TASK TO CARRY OUT
Set down the full listing exactly, character for character.

MATERIAL SHOWN
********************
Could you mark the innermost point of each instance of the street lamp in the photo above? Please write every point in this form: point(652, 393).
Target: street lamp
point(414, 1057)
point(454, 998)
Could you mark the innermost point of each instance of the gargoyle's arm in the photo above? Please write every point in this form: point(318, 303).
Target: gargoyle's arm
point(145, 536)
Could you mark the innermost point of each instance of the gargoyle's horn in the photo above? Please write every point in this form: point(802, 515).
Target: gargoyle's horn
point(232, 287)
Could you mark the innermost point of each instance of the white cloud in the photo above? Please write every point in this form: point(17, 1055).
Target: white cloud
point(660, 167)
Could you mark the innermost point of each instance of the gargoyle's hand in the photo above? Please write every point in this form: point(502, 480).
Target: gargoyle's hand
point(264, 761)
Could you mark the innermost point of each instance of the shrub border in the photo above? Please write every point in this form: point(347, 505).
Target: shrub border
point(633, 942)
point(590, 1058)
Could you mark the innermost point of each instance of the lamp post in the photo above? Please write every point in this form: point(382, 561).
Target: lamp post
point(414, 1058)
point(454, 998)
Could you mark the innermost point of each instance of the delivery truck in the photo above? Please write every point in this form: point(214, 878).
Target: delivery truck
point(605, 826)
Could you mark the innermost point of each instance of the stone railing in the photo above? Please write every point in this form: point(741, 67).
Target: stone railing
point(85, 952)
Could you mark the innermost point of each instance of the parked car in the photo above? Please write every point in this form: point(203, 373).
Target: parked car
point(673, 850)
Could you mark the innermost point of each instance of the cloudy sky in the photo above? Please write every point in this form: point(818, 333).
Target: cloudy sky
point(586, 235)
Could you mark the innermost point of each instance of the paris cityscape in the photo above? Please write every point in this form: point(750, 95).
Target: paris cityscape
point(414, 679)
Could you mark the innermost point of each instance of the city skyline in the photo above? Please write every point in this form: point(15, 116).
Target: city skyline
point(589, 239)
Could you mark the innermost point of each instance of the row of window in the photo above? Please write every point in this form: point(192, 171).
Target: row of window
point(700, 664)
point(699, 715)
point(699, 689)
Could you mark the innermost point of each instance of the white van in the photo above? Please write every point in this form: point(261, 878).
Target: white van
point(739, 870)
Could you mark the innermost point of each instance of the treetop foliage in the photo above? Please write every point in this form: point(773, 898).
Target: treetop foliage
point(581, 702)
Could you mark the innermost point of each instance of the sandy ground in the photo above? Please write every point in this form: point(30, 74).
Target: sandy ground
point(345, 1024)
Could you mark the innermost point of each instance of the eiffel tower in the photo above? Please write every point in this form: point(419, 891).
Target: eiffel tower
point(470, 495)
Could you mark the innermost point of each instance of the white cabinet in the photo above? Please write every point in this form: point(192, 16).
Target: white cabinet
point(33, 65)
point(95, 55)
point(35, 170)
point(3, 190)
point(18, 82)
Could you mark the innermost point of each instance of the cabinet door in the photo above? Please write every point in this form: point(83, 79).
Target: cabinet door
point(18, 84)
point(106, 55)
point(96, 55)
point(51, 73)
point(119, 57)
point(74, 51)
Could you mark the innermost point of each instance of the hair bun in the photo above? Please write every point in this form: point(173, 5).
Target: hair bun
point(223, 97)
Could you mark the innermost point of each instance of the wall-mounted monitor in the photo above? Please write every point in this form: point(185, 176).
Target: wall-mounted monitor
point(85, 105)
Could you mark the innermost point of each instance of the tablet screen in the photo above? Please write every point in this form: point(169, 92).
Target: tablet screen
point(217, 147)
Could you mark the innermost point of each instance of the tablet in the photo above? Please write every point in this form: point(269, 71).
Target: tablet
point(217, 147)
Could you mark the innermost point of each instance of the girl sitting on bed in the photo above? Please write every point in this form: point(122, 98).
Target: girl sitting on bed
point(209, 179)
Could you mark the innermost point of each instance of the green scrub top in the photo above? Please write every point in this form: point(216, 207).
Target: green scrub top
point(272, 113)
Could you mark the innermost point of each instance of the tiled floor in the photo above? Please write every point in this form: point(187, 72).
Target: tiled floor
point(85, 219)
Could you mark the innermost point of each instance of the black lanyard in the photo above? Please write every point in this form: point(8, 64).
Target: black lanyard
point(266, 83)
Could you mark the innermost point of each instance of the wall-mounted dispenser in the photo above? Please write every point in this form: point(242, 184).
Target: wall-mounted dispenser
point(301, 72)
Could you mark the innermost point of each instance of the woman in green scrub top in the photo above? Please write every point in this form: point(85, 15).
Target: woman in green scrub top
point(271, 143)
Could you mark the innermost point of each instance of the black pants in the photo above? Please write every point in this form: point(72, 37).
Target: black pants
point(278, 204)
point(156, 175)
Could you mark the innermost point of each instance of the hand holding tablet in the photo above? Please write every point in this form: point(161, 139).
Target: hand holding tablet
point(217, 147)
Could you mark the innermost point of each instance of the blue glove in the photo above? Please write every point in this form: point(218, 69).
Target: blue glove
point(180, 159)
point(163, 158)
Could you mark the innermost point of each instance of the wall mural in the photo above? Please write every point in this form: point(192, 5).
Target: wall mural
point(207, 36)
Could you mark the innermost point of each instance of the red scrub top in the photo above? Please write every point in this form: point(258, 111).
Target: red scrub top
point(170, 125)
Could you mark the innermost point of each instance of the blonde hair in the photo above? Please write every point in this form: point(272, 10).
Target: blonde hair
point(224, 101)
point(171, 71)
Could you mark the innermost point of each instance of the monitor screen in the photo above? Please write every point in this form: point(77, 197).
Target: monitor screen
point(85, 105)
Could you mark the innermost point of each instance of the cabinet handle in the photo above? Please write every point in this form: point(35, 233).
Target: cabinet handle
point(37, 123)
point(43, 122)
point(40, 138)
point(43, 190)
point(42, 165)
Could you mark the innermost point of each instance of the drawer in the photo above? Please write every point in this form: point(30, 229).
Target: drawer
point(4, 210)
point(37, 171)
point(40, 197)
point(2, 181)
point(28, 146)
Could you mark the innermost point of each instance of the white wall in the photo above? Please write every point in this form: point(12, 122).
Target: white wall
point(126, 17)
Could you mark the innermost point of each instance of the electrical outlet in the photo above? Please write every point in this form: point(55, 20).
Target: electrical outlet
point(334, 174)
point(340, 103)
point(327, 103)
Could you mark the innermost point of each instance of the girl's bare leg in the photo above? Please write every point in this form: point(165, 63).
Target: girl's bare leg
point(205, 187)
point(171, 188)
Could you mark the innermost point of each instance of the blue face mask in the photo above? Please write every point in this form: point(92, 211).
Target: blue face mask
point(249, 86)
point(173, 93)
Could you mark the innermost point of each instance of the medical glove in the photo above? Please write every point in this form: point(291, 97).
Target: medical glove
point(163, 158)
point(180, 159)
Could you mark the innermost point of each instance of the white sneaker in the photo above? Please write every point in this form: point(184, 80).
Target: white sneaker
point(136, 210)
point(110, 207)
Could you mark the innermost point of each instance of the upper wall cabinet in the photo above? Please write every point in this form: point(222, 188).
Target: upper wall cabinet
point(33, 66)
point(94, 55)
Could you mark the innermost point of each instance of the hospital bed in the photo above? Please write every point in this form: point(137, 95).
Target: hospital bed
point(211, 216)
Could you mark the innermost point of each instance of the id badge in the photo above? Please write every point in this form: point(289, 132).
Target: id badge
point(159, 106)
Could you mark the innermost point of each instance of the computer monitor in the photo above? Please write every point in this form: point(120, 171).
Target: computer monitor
********************
WRITTEN ANSWER
Could you mark the innermost point of each instance of the street lamp in the photo above? Please write every point in this form: point(652, 393).
Target: street lamp
point(414, 1057)
point(454, 998)
Could you mark the innermost point of each instance of the gargoyle's arm in the photo above? Please write every point in this form: point(318, 303).
Target: gargoyle's arm
point(145, 536)
Could you mark the innermost point of each instance of the gargoyle's horn in the photo above? Please write every point in this form: point(802, 515).
Target: gargoyle's horn
point(232, 287)
Could you mark the innermost point of each instance of the white cloud in the photo above? Please write every point in this form: point(17, 1055).
Target: white cloud
point(660, 167)
Could you mark the innermost point of each instance of the gargoyle's hand in the photo above? Please write every point in this form: point(502, 480).
Target: gargoyle's hand
point(264, 761)
Could you mark the innermost point of each instance of the shrub border in the photo above? Please write every point in this form: point(347, 505).
Target: shrub border
point(633, 942)
point(590, 1058)
Could you mark the innermost point of each instance of the lamp post in the photo above? Please write every point in this form: point(382, 561).
Target: lamp post
point(414, 1058)
point(454, 998)
Could you mark the innermost point of each instance of the delivery truck in the photo above? Please write every point in this form: point(214, 878).
Target: delivery truck
point(605, 826)
Could you mark the innermost point of each instance of the stone railing in the photo above? Please write every point in this form: point(741, 67).
Target: stone railing
point(85, 952)
Could you mark the innermost point of each instance of the parked car in the photo above? Please write every point in this form: point(203, 373).
Target: parked car
point(673, 850)
Could you mark the innermost point of each instance of the cloudy sky in the photo above? Please write every point in this form: point(818, 333).
Target: cloudy sky
point(586, 235)
Could you mark the innermost point of each instance of the paris cityscape in the photo above? Please write every point in this form: point(750, 95).
Target: paris cityscape
point(414, 679)
Could you mark the innermost point of each instance of the city skyline in the photo above? Please write every point in this form: point(15, 116).
Target: city skyline
point(589, 239)
Could you mark the innermost point of each instance of the row of window in the photo above? Please write every point in this form: point(192, 171).
Target: row of window
point(700, 664)
point(699, 715)
point(699, 689)
Could you mark the innermost point of each instance of the white van in the photo above? Please write every point in this form: point(261, 878).
Target: white van
point(739, 870)
Could you mark the innermost point of each instance of the treetop foliage in the photo above? Please write every point in this form: point(773, 898).
Target: treetop foliage
point(581, 702)
Could you mark the innermost point of each instance of the sandy ground in the photo above? Please write every point in this form: point(30, 74).
Target: sandy ground
point(345, 1024)
Could you mark the innermost point of each instance of the eiffel tower in the photo above? Please write every point in this form: point(419, 891).
Target: eiffel tower
point(470, 495)
Could you mark the innermost point of each instance of the white cabinet in the photo above? Please write every point in this form: point(192, 16).
Target: white cabinet
point(33, 65)
point(95, 55)
point(35, 170)
point(3, 190)
point(18, 82)
Could you mark the innermost point of each instance of the cabinet door in the photo above? Please write every point in this form: point(83, 79).
Target: cabinet door
point(18, 84)
point(106, 55)
point(96, 55)
point(51, 73)
point(119, 57)
point(74, 51)
Could you mark the innermost point of each instance of the hair bun in the photo above? Please write every point in this form: point(173, 5).
Target: hair bun
point(223, 97)
Could you mark the innermost point of each instance of the wall-mounted monitor in the photo above? Please write every point in this form: point(185, 176).
Target: wall-mounted monitor
point(85, 105)
Could you mark the innermost point of each instance of the tablet screen in the photo above? Please write every point in this form: point(169, 92).
Target: tablet screen
point(217, 147)
Could you mark the innermost point of each instance of the tablet in the photo above? Please write every point in this form: point(269, 71).
Target: tablet
point(217, 147)
Could you mark the innermost point of each instance of the girl sitting on bed in the photo above? Please write every point in this form: point(122, 98).
Target: girl sitting on bed
point(209, 179)
Could you mark the innermost point of each instance of the green scrub top in the photo above? Please write every point in this form: point(216, 207).
Target: green scrub top
point(272, 113)
Could you mark the innermost point of each instance of the tiled floor in the photo above? Please write every point in this form: point(187, 72).
Target: tiled floor
point(85, 219)
Could you mark the innermost point of each instance of the black lanyard in the photo above? Please write every point in this form: point(8, 64).
Target: black lanyard
point(266, 83)
Could you mark the innermost point of each instance of the wall-mounted dispenser in the photo above? Please write every point in this form: point(242, 184).
Target: wall-mounted dispenser
point(301, 72)
Could you mark the innermost point of each instance of the woman in green scrub top in the photo above? Please write every point in this form: point(85, 15).
Target: woman in green scrub top
point(271, 143)
Could you mark the innermost point of each instance of the black pants in the photo above? Please write every point in this form: point(72, 37).
Target: black pants
point(278, 204)
point(156, 175)
Could you mark the innermost point of each instance of the hand holding tablet in the photo above? Please write every point in this form: point(161, 139).
Target: hand holding tablet
point(217, 147)
Could you mark the innermost point of each instance of the blue glove in the photo above? Please write every point in this form: point(218, 69).
Target: blue glove
point(180, 159)
point(163, 158)
Could you mark the innermost point of each instance of the wall mural in the photo above? Please write every point in this form: point(192, 5).
Target: wall mural
point(207, 36)
Could you mark the innermost point of each instance of the red scrub top in the photo above? Please write every point in this form: point(258, 111).
Target: red scrub top
point(170, 125)
Could you mark the innermost point of each instance of the blonde hair in the photo above? Please write every point in this form: point(272, 10).
Target: blonde hair
point(224, 101)
point(171, 71)
Could you mark the innermost point of each instance of the monitor screen in the photo above? Please write every point in this form: point(77, 197).
Target: monitor screen
point(85, 105)
Could you mark the innermost point of each instance of the cabinet handle in the photo above? Please write every point in this form: point(35, 233).
Target: cabinet handle
point(37, 123)
point(43, 122)
point(40, 138)
point(43, 190)
point(42, 165)
Could you mark the innermost point of each instance of the drawer in the photo above? Please write every point in this form: point(30, 229).
Target: drawer
point(4, 210)
point(37, 171)
point(40, 197)
point(2, 181)
point(28, 146)
Could you mark the innermost point of each instance of the white wall in the photo above? Please write every point in this form: point(12, 122).
Target: white wall
point(126, 17)
Could you mark the innermost point of each instance of the electrical outlet in the photo above? Please write every point in this form: point(55, 20).
Target: electrical outlet
point(334, 174)
point(340, 103)
point(327, 103)
Could you mark the innermost point of each instance of the girl's bare leg in the photo above? Please write every point in this form: point(165, 63).
Target: girl's bare leg
point(205, 187)
point(171, 188)
Could you mark the innermost point of each instance of the blue face mask in the photo above? Please write every point in this form: point(92, 211).
Target: blue face mask
point(249, 86)
point(173, 93)
Could you mark the innermost point of each instance of the medical glove in the photo above? Please write every point in this form: point(291, 97).
Target: medical glove
point(163, 158)
point(180, 159)
Could you mark the innermost point of each instance of the white sneaker in the photo above? Please write every point in this form: point(184, 80).
Target: white sneaker
point(136, 210)
point(110, 207)
Could you mark the innermost point of each instance of the upper wall cabinet in the photo above? Please write every point in this form: point(222, 188).
Target: upper wall cabinet
point(33, 66)
point(94, 55)
Could you mark the innermost point of each instance of the hospital bed in the photo above? Please write every point in this form: point(137, 95).
Target: hospital bed
point(211, 216)
Could you mark the innermost point of each instance of the id badge in the photo above? Please write every point in this form: point(289, 132).
Target: id badge
point(159, 106)
Could you mark the innermost point of each instance of the computer monitor in the photo above? Please write every point in this form: point(120, 171).
Target: computer monitor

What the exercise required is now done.